- Work required -
Copy out the entries that follow exactly, leaving every picture behind.

[Referring expression data]

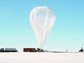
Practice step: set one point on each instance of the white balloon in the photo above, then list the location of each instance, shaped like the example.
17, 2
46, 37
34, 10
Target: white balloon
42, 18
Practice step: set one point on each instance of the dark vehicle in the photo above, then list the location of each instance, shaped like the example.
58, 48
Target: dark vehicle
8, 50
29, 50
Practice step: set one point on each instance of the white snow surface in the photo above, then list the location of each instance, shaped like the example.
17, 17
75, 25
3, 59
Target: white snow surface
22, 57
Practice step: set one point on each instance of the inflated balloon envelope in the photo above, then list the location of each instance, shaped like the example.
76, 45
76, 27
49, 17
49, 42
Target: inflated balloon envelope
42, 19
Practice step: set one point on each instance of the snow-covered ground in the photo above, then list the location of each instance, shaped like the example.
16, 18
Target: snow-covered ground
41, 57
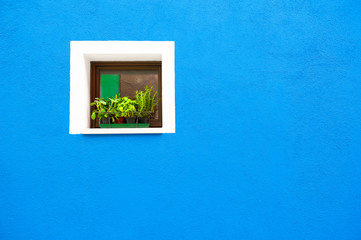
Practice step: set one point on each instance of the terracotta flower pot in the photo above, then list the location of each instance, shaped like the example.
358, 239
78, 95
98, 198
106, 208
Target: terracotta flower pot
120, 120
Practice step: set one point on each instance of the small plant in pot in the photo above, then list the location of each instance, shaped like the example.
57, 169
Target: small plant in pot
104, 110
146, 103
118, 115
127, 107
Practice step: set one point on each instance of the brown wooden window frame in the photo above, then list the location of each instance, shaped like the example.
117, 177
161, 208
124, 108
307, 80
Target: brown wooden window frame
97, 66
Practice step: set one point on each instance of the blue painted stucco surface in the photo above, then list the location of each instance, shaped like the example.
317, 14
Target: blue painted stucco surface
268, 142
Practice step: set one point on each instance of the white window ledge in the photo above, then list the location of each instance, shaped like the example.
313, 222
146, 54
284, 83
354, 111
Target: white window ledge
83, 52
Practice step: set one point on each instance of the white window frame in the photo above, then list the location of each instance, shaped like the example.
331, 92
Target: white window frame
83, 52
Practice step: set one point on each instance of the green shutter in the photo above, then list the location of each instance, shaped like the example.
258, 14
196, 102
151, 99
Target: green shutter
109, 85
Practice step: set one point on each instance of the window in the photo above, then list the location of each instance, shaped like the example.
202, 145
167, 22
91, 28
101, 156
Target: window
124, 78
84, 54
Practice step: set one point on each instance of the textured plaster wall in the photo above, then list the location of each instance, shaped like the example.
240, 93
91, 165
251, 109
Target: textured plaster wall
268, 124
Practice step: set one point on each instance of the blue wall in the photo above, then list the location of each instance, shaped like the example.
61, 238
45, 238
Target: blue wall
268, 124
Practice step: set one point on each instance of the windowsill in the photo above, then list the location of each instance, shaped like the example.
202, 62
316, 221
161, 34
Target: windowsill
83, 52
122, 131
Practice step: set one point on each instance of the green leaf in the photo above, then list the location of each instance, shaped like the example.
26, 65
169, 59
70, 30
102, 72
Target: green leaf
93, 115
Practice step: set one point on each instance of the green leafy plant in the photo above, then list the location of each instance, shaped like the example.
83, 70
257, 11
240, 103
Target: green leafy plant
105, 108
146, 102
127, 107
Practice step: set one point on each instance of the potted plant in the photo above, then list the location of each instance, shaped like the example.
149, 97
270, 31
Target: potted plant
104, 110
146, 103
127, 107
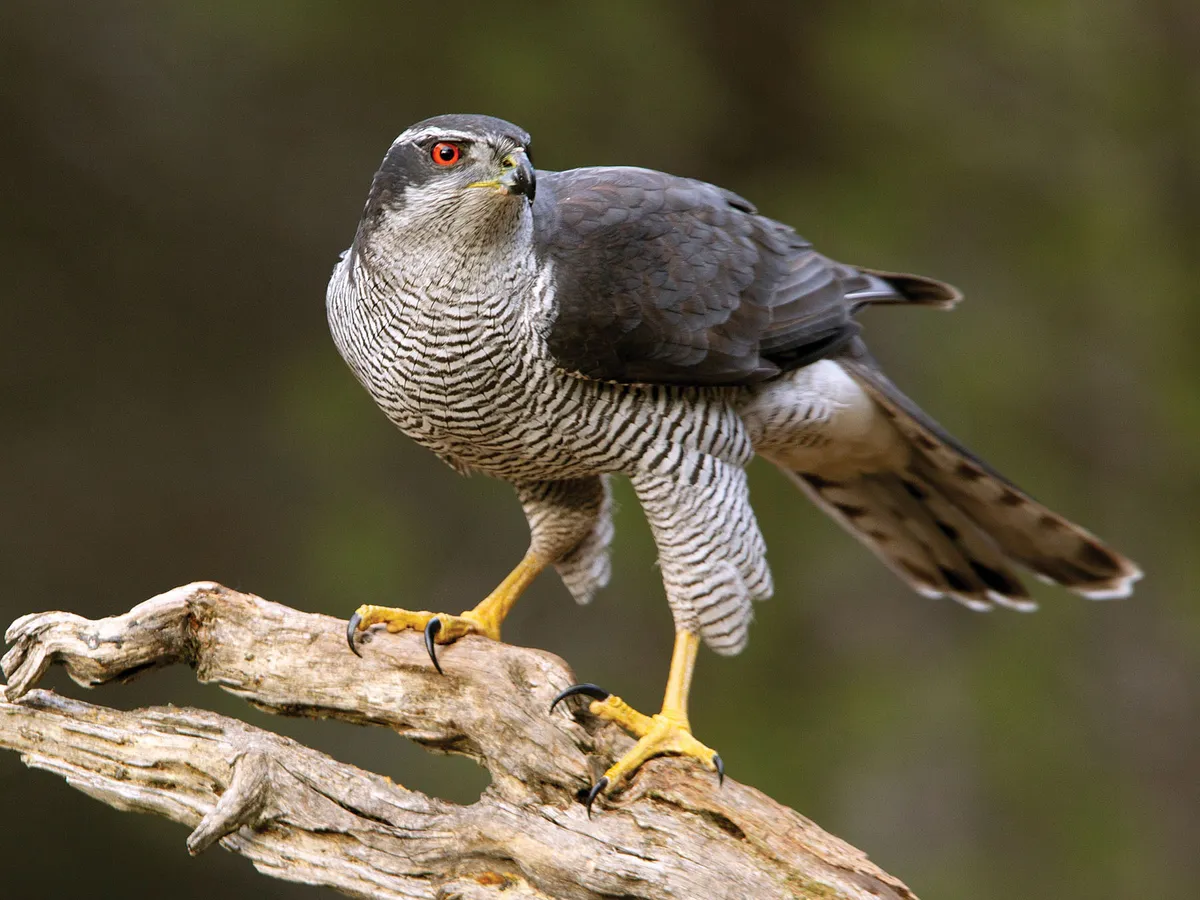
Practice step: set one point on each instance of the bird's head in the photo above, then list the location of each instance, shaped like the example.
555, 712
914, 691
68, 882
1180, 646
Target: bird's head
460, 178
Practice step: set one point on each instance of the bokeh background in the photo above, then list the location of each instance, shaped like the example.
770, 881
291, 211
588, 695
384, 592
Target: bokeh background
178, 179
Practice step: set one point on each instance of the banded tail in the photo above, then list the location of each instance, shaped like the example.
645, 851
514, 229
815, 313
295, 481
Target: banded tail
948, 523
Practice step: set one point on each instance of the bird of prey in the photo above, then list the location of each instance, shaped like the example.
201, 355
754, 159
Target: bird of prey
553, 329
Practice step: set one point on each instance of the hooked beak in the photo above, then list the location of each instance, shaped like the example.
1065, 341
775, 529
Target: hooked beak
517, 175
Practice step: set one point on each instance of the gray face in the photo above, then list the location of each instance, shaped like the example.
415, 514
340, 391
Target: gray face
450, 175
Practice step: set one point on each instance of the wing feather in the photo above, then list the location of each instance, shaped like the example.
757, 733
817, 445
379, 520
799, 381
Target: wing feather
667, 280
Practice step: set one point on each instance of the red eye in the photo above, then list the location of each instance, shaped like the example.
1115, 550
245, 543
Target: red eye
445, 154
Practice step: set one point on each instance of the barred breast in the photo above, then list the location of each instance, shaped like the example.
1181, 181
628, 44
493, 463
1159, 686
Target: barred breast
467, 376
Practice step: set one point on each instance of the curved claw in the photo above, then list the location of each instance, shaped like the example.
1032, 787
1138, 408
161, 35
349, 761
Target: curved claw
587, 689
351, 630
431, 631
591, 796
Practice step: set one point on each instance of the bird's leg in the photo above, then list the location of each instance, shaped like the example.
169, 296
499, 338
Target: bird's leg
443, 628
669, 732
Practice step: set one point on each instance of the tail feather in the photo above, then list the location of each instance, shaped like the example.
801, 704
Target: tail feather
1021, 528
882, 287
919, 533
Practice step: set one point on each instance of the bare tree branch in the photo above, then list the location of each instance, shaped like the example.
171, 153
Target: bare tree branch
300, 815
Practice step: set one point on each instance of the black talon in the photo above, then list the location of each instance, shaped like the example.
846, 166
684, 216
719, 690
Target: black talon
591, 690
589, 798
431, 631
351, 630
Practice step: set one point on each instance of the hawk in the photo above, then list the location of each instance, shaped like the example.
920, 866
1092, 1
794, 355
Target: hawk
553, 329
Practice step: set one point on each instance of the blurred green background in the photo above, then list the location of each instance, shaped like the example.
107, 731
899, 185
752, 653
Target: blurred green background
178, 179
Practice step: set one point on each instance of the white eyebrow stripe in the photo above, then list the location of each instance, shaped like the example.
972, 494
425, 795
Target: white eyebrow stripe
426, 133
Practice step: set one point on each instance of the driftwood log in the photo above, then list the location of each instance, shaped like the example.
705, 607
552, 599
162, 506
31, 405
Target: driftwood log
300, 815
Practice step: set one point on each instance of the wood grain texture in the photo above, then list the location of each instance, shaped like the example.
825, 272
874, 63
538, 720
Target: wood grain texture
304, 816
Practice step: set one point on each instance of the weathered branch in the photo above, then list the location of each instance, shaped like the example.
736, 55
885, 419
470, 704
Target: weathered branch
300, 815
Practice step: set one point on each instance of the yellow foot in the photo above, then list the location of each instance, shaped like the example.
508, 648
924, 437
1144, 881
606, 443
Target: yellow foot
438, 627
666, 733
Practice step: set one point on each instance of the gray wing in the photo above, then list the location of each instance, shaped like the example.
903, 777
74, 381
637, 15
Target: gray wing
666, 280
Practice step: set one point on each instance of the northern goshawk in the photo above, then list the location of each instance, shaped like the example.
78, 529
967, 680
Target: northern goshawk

- Answer to the exercise -
Practice step: set one point on each instance of the white balloon in the photo above, then list the location of each instance, shaped like the example.
17, 2
46, 37
34, 10
Target: white balloon
42, 18
Practice step: set one point on each instance of the dark vehicle in the photo above, then list the location of each instance, shaped like the example.
58, 48
Target: dark vehicle
8, 50
29, 50
Practice step: set one point on each instance of the white snow surface in the photo above, then list the location of each instance, shaped like the example.
17, 17
75, 25
3, 59
Target: white snow surface
22, 57
Practice step: set one point on each instance of the inflated balloon envelope in the photo above, then list the location of each instance, shaped like the example.
76, 45
76, 27
49, 17
49, 42
Target: inflated balloon envelope
42, 19
Practice step: set one point on each instance of the snow-covered ground in the photo above, then list the location of each instance, shaped like the example.
16, 18
Target: snow-covered ground
41, 57
Practice step: set one point on each instance of the terracotta flower pot in the photo above, then list the location of each instance, shaped like the example.
358, 239
78, 95
98, 198
106, 208
Target: terracotta flower pot
120, 120
Practice step: set one point on each instance of the small plant in pot in the photo above, then list the location of each instance, shaped like the example.
57, 169
Target: small plant in pot
104, 110
146, 103
118, 115
127, 107
Practice step: set one point on each instance of the brown wooden window frame in the photo above, then list the location of each instance, shaped like the example.
117, 177
161, 208
124, 108
307, 80
Target: brown wooden window frame
97, 66
Practice step: set one point on each instance of the blue painted stucco surface in the photo above, then list the location of each instance, shaped like the example.
317, 14
Target: blue painted stucco surface
268, 142
Practice step: set one point on each instance of the white window ledge in the photo above, then list the location of each instance, shaped like the example.
313, 222
146, 54
284, 83
354, 111
Target: white window ledge
83, 52
Practice step: set one point on each instance of the white window frame in the photo above, then list the location of each instance, shaped like the example.
331, 92
Target: white window frame
83, 52
Practice step: set one point on each instance of the green shutter in the photo above, then list the location of each instance, shaped like the example.
258, 14
196, 102
151, 99
Target: green shutter
109, 85
Practice step: set one point on each instance of the window in the photo above, then list the location of each instance, shaped like the example.
202, 145
167, 22
91, 28
101, 156
Target: window
124, 78
84, 54
Practice step: set one point on each instance of the textured plaster wall in the photo above, then list the location of each instance, shaped like the example.
240, 93
91, 165
251, 109
Target: textured plaster wall
268, 124
Practice step: set one point on each instance of the blue wall in the photo above, then list the location of each instance, shaped like the example.
61, 238
45, 238
Target: blue wall
268, 124
Practice step: set one point on each instance of the windowsill in the photo above, then list the location of each instance, shaped like the example.
202, 62
316, 221
161, 34
Target: windowsill
83, 52
122, 131
Practice step: set one point on each instance of the green leaf in the photo above, then list the location of each instance, shaped like the example.
26, 65
169, 59
70, 30
102, 72
Target: green leaf
93, 115
Practice step: set one point on each instance of the green leafy plant in the photo above, then list the location of each instance, shaped like the example.
83, 70
257, 11
240, 103
Target: green leafy plant
105, 108
146, 102
127, 107
Practice step: set one point on each instance of the potted plant in the photo above, then list the location of each instance, shaped like the example.
149, 97
270, 31
Target: potted plant
104, 110
146, 103
127, 107
Practice step: set one point on each instance of the bird's head in the photo above, then list the location of each instance, shaped like the example.
555, 712
914, 691
68, 882
1180, 646
Target: bird's head
460, 178
Practice step: set one point on each instance of the bokeh background in the photo above, then list the location of each instance, shaped like the example.
770, 881
291, 211
588, 695
384, 592
Target: bokeh background
178, 179
Practice step: set one point on each instance of the banded tail in the photo above, then list the location of each instance, shaped like the example.
645, 851
514, 229
815, 313
295, 481
Target: banded tail
948, 523
Practice step: set one point on each instance of the bird of prey in the photo above, then list the location of each instance, shaped like the example.
201, 355
754, 159
Target: bird of prey
553, 329
Practice step: set one point on each instance of the hooked beak in the photo above, then list the location of each instance, shaped like the example.
1065, 341
775, 529
Target: hooked beak
517, 175
Practice step: set one point on each instance of the gray face in the photo above, then list the location of each instance, shaped like the example.
415, 514
340, 391
Target: gray face
450, 175
Practice step: set one point on each instance of the wing feather in the photo above, then list the location of each instance, shaped like the example.
757, 733
817, 445
379, 520
799, 381
Target: wing feather
667, 280
Practice step: set one point on each instance of the red eye in the photo above, then list the location of each instance, shaped like the example.
1115, 550
245, 543
Target: red eye
445, 154
Practice step: set one point on each instance of the barred breast in the photo above, then list the location of each instance, shaped like the example.
1181, 181
628, 44
493, 463
1159, 686
Target: barred breast
467, 376
Practice step: set one point on each instance of the curved claw in the photo above, then list the location of each instance, shaped like the example.
1032, 787
1138, 408
161, 35
349, 761
Target: curved claw
587, 689
351, 630
431, 631
591, 796
Practice step: set one point on each instance of the bird's leg in the photo above, then list the location of each instance, shaped like the example.
169, 296
499, 338
Target: bird's leg
443, 628
669, 732
Practice step: set one point on each instance of the tail feather in the photo above, then list the location of each instance, shaped like the example.
801, 704
Target: tail feather
1021, 528
882, 287
919, 533
Practice step: set one point on each instance of the bare tree branch in the photo above, then list the location of each instance, shaped like the example.
171, 153
Target: bare tree branch
300, 815
Practice step: set one point on each instance of the black talon in the photo above, then list the location of each instance, shaped like the example.
846, 166
684, 216
719, 690
Target: black talon
591, 690
589, 798
431, 631
351, 630
Practice step: set one point on each instance of the hawk in the photo above, then list the location of each instance, shaped like the example.
920, 866
1092, 1
794, 355
Target: hawk
553, 329
Practice step: set one point on each instance of the blurred green background in the photo above, then list the location of each instance, shaped like the example.
107, 731
899, 185
752, 653
Target: blurred green background
178, 179
Practice step: set one point on each instance of the white eyebrow stripe in the photo above, then list the location of each instance, shaped like the example.
972, 494
425, 795
Target: white eyebrow stripe
426, 133
Practice step: set one point on each instance of the driftwood log in the photo above, then list the location of each instance, shaped like the example.
705, 607
552, 599
162, 506
31, 405
Target: driftwood log
300, 815
Practice step: set one point on each instance of the wood grain texture in the photo above, then list the location of each instance, shaped like the example.
825, 272
874, 63
538, 720
Target: wood grain texture
304, 816
Practice step: set one point on each instance of the weathered branch in the photo above, then list the location of each instance, shaped like the example.
736, 55
885, 419
470, 704
Target: weathered branch
300, 815
Practice step: set one point on each instance of the yellow foot in the photo above, then list the location of each instance, shaped like the example.
508, 648
924, 437
1144, 881
606, 443
Target: yellow foot
438, 627
666, 733
Practice step: set one point on each instance of the gray wing in the photo above, then list the location of each instance, shaped like the example.
903, 777
74, 381
637, 15
Target: gray wing
666, 280
Practice step: set one point on each instance of the northern goshawk in the photo above, then list the location of each instance, shaped like the example.
78, 529
967, 680
Target: northern goshawk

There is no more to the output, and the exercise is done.